### [QUOTED TEXT]
Wednesday, July 8, 2015

238,900 Miles

The moon is 238,900 miles from the earth.

It is, roughly, 7,700 miles from my front door in the USA to Luna's orphanage in China.  At this point, there doesn't seem to be much difference.















This was my cover photo on Facebook in May for Mother's Day.  'Cause, yeah... it’s gotten to that
hard place.  This has to happen, I have to become “attached” or I won’t be ready for the difficult, sometimes grueling, work of bonding that comes after this.  BUT, good grief, this is where it starts getting harder and keeps getting harder for the next many months. Poor K, he knows the drill by now. I sigh, he asks “Why do you keep sighing?”  I claw at the air and make guttural noises, “…because…China!….”  He’s done this before, too, and he knows there isn’t anything that he can say.  I have a CHILD out there and I can not reach her, can’t know or control what happens to her, can not ensure that she won’t go to bed tonight hurt or sad or scared or lonely.  This is tough.  I’m here, Luna, thousands of miles away, but I am here and I’m getting closer to you.  I promise.

Items from a labeling collection:
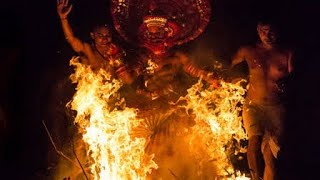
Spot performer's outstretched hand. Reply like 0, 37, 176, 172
57, 0, 72, 19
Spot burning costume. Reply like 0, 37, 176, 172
112, 0, 218, 179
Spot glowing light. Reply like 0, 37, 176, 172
69, 58, 157, 179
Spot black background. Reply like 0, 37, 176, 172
0, 0, 320, 179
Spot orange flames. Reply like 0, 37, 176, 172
69, 58, 248, 179
180, 80, 247, 179
70, 58, 157, 179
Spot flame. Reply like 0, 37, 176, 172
68, 55, 249, 180
68, 58, 157, 179
179, 80, 247, 179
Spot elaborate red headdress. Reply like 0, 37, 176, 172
111, 0, 211, 54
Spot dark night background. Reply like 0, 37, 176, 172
0, 0, 320, 179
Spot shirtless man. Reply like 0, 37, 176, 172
232, 22, 293, 180
57, 0, 132, 84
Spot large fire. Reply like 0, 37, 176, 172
70, 58, 157, 179
69, 58, 248, 179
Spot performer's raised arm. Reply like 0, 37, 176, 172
57, 0, 86, 53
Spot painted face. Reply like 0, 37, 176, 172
257, 24, 278, 45
91, 26, 112, 46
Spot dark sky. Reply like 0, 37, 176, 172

### [INSTRUCTIONS TO FOLLOW]
Write out everything in the post about Luna from "The moon is" down to "be much difference.", replacing "orphanage" with "foster home" wherever it appears.

### [OUTPUT FOR THIS EXERCISE]
The moon is 238,900 miles from the earth.

It is, roughly, 7,700 miles from my front door in the USA to Luna's foster home in China.  At this point, there doesn't seem to be much difference.